## Task directions
Report each line of the listing that carries the word "background".

+++++

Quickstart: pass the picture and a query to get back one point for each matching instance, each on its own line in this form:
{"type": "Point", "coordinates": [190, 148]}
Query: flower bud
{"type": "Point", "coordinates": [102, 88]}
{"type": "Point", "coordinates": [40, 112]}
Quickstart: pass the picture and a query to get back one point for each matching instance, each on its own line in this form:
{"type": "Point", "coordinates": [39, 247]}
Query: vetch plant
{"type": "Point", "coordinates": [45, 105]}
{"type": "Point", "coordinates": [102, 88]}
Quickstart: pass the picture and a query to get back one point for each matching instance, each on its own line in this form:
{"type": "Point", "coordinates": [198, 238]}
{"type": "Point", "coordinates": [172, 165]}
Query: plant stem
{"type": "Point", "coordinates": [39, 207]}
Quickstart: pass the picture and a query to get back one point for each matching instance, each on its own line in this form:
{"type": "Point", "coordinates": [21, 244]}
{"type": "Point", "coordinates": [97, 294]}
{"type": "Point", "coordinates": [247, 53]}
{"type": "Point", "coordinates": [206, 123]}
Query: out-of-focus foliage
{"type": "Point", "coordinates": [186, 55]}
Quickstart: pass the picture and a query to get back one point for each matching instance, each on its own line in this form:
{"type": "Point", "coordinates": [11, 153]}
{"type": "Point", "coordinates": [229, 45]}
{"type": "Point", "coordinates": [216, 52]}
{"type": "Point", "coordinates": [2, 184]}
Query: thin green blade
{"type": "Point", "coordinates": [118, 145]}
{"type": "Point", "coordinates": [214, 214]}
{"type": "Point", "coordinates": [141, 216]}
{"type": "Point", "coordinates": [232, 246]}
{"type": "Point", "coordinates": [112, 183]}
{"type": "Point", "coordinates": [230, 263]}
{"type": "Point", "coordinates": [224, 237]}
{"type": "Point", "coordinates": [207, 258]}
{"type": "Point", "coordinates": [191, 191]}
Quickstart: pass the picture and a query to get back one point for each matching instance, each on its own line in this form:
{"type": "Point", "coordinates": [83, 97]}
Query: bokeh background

+++++

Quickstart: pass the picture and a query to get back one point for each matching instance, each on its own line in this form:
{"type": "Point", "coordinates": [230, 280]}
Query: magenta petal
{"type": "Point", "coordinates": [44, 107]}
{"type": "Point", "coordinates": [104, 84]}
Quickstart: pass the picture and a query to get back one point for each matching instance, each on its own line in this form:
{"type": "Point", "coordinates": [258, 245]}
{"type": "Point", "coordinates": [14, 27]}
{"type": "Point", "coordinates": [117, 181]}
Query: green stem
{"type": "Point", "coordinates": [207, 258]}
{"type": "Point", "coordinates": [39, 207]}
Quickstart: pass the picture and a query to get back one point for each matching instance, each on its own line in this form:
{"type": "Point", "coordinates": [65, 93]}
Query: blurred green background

+++++

## Problem solution
Query: bokeh background
Query: blurred green background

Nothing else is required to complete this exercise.